Set task A ▸
Answer these questions about the passage on seasons:
(i) What date appears at the top of the passage?
(ii) Which season does the passage say this part of the world lacks?
(iii) What three kinds of air does the passage say reach the region?

Extract provided ▸

════════════════════

Wednesday, March 09, 2011

LIFE IN THE MIDST OF DEATH

In this part of the world we don’t have spring.  One day we’re getting desperate over the severity of the winter and a day or so later we’re dumped into early summer.  Or sometimes people say that winter is when the really bad days outnumber the good days and summer is when the balance tips over so the really good days outnumber the bad ones.  Because tongues of Arctic air lick us and blasts of Mexican air wash over us, all the while waves of wet Pacific air drench us -- left-to-right on your weather map -- we have “seasons.”  They’re just more mixed than in other places.

════════════════════

Set task B ▸ List every line in the records that contains the string "white". Case counts.

════════════════════

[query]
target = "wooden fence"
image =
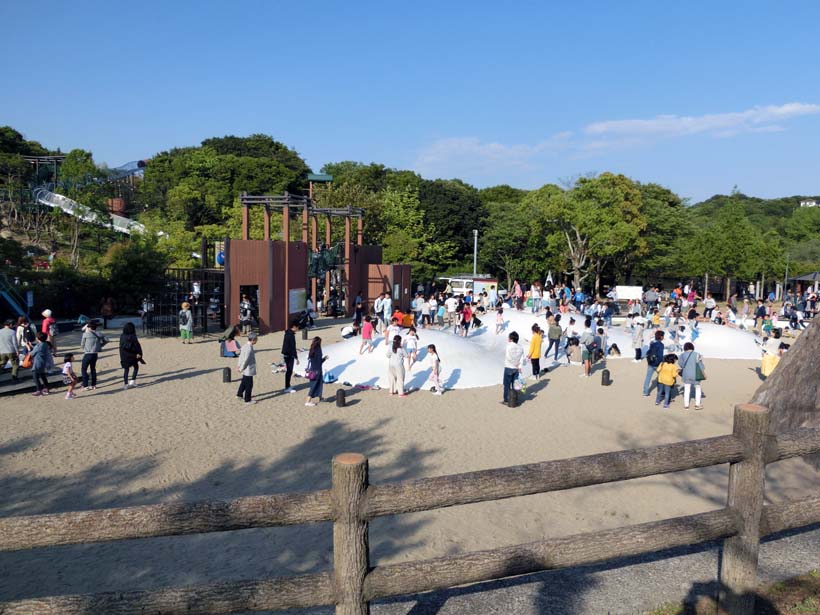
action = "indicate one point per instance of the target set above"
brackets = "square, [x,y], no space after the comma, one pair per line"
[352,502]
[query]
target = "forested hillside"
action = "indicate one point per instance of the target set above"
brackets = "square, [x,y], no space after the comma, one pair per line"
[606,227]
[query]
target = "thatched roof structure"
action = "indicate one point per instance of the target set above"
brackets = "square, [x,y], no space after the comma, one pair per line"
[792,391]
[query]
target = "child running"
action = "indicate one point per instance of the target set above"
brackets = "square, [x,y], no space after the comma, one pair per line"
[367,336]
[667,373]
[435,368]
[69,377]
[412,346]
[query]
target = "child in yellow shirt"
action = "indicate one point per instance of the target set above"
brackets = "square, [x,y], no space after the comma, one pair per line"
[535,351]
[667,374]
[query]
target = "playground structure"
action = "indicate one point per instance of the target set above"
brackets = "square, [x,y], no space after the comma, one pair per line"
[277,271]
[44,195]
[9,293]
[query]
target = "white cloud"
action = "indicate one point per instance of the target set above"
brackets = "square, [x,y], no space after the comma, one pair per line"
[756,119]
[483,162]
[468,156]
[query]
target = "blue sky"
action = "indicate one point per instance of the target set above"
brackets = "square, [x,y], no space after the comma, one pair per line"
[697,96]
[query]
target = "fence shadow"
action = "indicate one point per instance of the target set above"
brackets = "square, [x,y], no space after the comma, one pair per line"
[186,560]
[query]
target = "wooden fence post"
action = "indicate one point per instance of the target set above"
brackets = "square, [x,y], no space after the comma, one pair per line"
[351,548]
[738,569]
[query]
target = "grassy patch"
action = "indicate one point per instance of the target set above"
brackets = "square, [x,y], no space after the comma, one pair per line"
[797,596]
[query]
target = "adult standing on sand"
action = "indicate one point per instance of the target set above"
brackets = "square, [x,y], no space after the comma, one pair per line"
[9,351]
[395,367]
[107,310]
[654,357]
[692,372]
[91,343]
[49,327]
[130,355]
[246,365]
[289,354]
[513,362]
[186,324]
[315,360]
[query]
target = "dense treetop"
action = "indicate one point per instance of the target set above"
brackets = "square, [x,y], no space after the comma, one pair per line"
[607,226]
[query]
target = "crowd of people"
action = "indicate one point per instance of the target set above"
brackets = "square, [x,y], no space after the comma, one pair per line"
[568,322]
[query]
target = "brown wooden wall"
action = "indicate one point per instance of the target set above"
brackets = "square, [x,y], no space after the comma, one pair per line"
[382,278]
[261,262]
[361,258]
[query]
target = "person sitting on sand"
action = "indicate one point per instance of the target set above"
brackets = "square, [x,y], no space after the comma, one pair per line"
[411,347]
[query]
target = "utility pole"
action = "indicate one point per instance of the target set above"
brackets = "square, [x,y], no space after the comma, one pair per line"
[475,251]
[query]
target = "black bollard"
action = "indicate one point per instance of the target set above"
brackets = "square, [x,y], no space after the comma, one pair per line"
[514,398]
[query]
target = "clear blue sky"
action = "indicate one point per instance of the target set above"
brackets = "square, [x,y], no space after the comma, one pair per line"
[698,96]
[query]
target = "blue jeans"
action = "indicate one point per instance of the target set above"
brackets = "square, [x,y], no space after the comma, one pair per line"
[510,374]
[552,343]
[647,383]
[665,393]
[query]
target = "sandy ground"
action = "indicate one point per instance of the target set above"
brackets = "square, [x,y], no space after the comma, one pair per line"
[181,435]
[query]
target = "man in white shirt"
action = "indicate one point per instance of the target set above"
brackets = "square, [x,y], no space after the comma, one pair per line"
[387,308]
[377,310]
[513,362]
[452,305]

════════════════════

Result A ▸
(i) Wednesday, March 09, 2011
(ii) Spring
(iii) Arctic air, Mexican air, and wet Pacific air

Result B ▸
target = "white cloud"
target = "man in white shirt"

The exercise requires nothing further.